### Activity
Below are records; write all of them out exactly.

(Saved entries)
━━━━━━━━━━

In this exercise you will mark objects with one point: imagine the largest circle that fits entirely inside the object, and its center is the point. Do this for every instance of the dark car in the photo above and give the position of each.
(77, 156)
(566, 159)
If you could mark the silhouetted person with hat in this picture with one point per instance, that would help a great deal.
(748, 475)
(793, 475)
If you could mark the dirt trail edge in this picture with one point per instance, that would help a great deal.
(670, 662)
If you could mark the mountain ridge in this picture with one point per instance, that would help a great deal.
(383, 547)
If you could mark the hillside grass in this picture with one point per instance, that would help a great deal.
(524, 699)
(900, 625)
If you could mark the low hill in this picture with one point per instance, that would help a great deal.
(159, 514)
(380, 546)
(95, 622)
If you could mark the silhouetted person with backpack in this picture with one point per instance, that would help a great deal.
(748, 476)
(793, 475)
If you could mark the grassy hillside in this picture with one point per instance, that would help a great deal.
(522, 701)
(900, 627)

━━━━━━━━━━

### Response to the task
In this exercise you will mark objects with one point: imagine the largest circle that fits entirely inside the object, and its center is the point. Do this for every instance of the dark car in the photo above and give the position of each.
(77, 156)
(566, 159)
If you could mark the silhouetted person with hat in this picture with one point per instance, that would help a great deal.
(748, 475)
(793, 475)
If you could mark the dirt trail edge in this picture with one point per instance, that would help a great deal.
(670, 662)
If you could mark the mountain ridge in this picture with one point per instance, that would help a great deal.
(383, 547)
If you could mark the hillside grass in this picture with one point per instance, that would help a great deal.
(524, 699)
(900, 625)
If you could mark the low hill in this picture with one point per instance, that would help a great deal.
(159, 514)
(380, 546)
(95, 622)
If you could mark the silhouetted person with backpack in this picture with one point per instance, that would help a great deal.
(748, 476)
(793, 475)
If you could mark the grassy hillside in this picture with one point per instance, that would help a great deal.
(522, 701)
(900, 627)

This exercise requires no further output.